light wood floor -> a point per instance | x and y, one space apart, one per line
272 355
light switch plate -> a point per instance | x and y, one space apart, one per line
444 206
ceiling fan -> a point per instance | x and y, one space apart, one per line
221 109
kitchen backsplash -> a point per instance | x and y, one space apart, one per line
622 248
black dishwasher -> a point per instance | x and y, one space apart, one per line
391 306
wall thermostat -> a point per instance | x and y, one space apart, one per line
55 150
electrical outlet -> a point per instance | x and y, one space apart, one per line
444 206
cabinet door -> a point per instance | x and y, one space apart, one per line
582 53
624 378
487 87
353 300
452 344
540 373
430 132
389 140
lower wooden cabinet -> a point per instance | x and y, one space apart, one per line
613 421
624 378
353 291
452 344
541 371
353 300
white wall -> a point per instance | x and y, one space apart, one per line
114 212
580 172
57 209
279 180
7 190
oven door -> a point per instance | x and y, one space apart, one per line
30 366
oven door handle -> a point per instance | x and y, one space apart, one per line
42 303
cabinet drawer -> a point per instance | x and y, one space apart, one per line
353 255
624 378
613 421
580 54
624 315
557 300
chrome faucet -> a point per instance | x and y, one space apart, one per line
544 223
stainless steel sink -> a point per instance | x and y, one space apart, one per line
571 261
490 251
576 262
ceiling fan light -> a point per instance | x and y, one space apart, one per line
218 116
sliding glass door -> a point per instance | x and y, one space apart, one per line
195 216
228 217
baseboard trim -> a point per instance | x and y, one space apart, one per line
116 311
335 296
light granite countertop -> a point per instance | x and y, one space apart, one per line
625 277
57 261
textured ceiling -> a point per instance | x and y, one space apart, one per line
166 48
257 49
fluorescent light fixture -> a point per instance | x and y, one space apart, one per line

· · · · · · ·

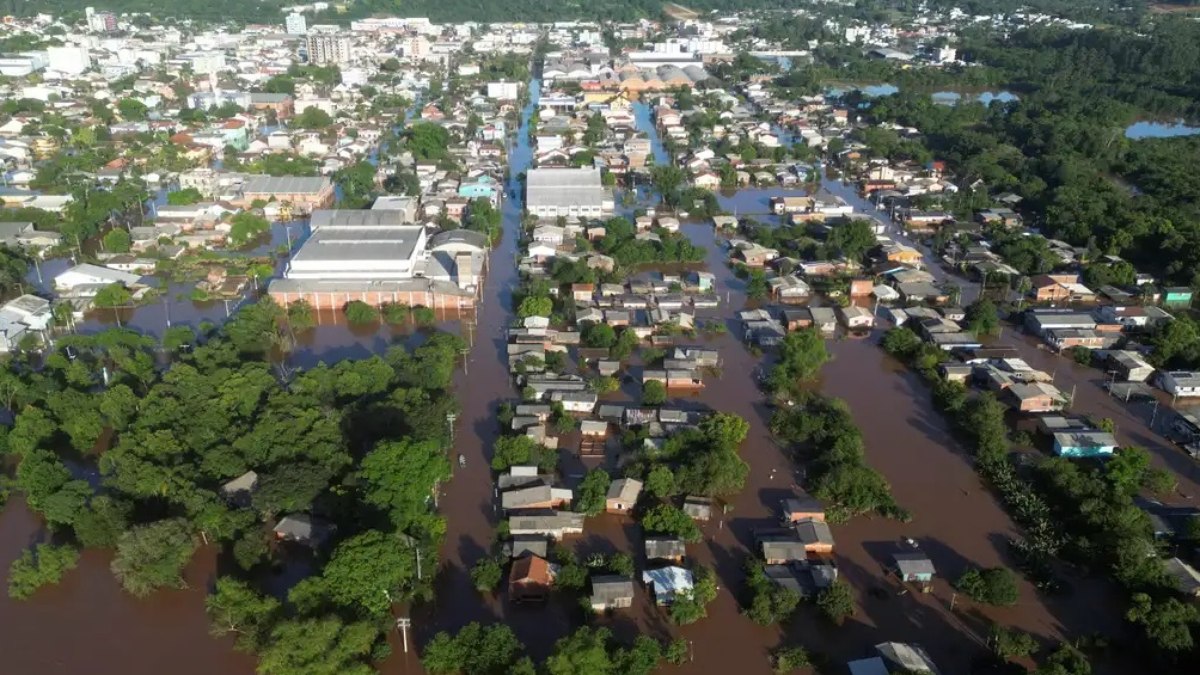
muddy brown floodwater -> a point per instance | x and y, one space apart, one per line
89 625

· · · · · · ·

_TASK PROMPT_
Each line in the listing above from the one containing "textured ceiling ->" through the one containing "fluorescent light fixture" should be repeated exactly, and no other line.

_RESULT FOR THIS TASK_
textured ceiling -> a point per instance | x and y, one space apart, one per line
166 48
257 49
fluorescent light fixture -> a point per instance | x and y, one space apart, one per line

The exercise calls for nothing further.